TO DO> Put every line of the material below into a Markdown table with the columns Row and Line, numbering the rows and skipping blank lines. Leave the pictures out.

[Items from a labeling collection]
⁂

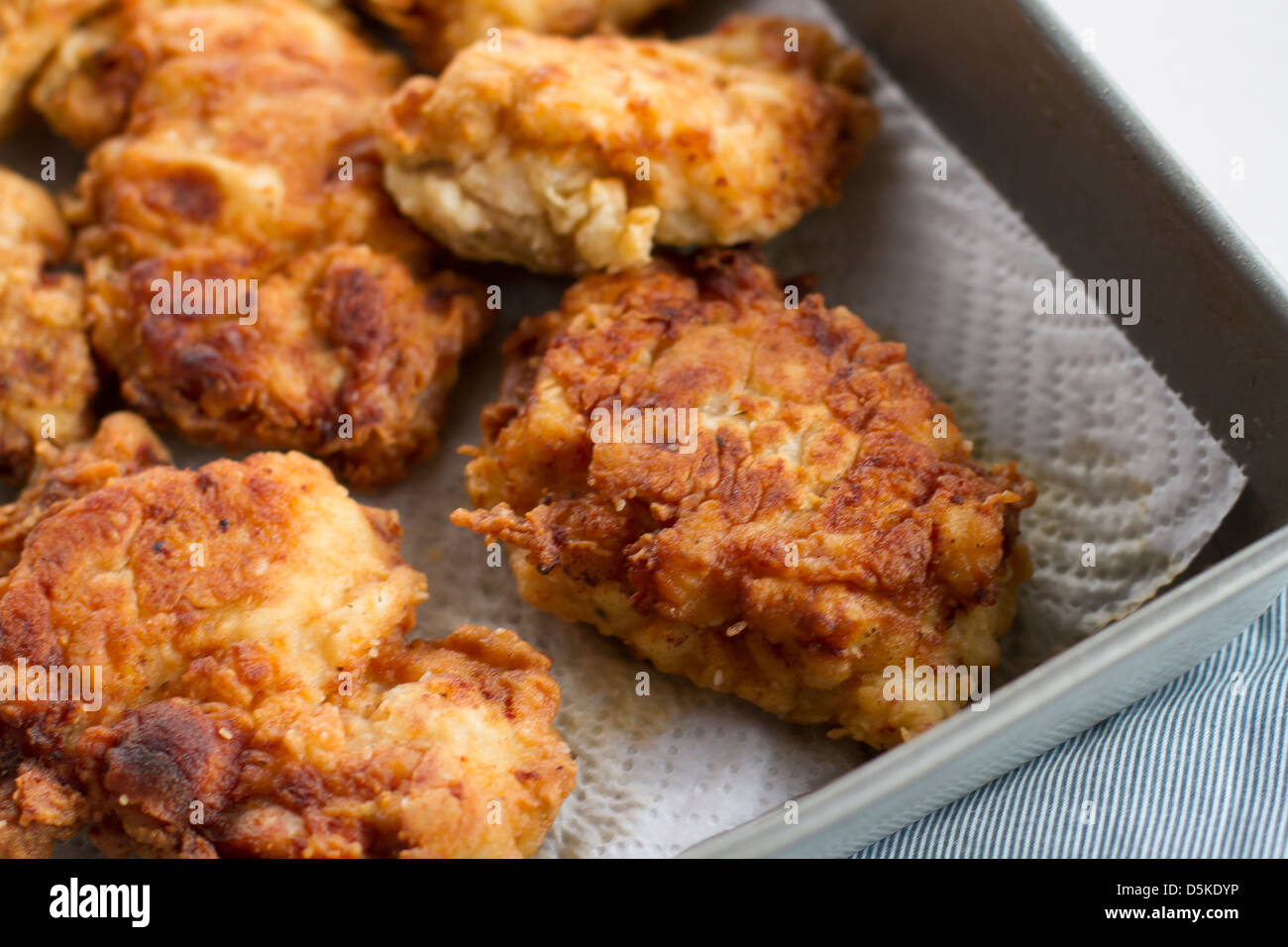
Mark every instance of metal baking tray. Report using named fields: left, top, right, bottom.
left=684, top=0, right=1288, bottom=857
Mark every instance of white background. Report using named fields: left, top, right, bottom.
left=1046, top=0, right=1288, bottom=274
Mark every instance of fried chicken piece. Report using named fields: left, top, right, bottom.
left=364, top=0, right=677, bottom=72
left=0, top=411, right=171, bottom=576
left=34, top=0, right=490, bottom=485
left=0, top=454, right=575, bottom=857
left=0, top=0, right=108, bottom=138
left=452, top=250, right=1034, bottom=747
left=0, top=168, right=98, bottom=483
left=381, top=18, right=877, bottom=273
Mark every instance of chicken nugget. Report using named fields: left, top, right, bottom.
left=362, top=0, right=678, bottom=72
left=0, top=454, right=575, bottom=857
left=0, top=168, right=98, bottom=483
left=380, top=17, right=877, bottom=273
left=452, top=250, right=1034, bottom=747
left=0, top=411, right=170, bottom=576
left=34, top=0, right=490, bottom=485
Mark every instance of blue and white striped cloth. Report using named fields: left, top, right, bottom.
left=857, top=591, right=1288, bottom=858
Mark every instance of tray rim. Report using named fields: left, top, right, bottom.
left=679, top=0, right=1288, bottom=858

⁂

FULL RESPONSE>
| Row | Line |
|---|---|
| 1 | Mark every instance of metal baking tray. Report using named fields: left, top, right, bottom. |
| 2 | left=684, top=0, right=1288, bottom=857 |
| 3 | Mark every instance of white background. Report using named fields: left, top, right, bottom. |
| 4 | left=1046, top=0, right=1288, bottom=274 |
| 5 | Mark every instance of fried chicken piece. Report using named fields: left, top, right, bottom. |
| 6 | left=364, top=0, right=677, bottom=72 |
| 7 | left=0, top=411, right=171, bottom=576 |
| 8 | left=34, top=0, right=490, bottom=485 |
| 9 | left=0, top=454, right=575, bottom=857 |
| 10 | left=0, top=0, right=108, bottom=138 |
| 11 | left=452, top=250, right=1034, bottom=747 |
| 12 | left=0, top=168, right=98, bottom=483 |
| 13 | left=381, top=18, right=877, bottom=273 |
| 14 | Mark every instance of chicken nugget. Report using named fields: left, top, right, bottom. |
| 15 | left=362, top=0, right=678, bottom=72 |
| 16 | left=0, top=454, right=575, bottom=857 |
| 17 | left=0, top=168, right=98, bottom=483 |
| 18 | left=380, top=17, right=877, bottom=273 |
| 19 | left=452, top=250, right=1034, bottom=747 |
| 20 | left=0, top=411, right=170, bottom=576 |
| 21 | left=34, top=0, right=490, bottom=485 |
| 22 | Mark every instance of blue and white striped cloth. Report using named fields: left, top, right, bottom. |
| 23 | left=857, top=591, right=1288, bottom=858 |
| 24 | Mark every instance of tray rim. Report using named fields: left, top, right, bottom. |
| 25 | left=679, top=0, right=1288, bottom=858 |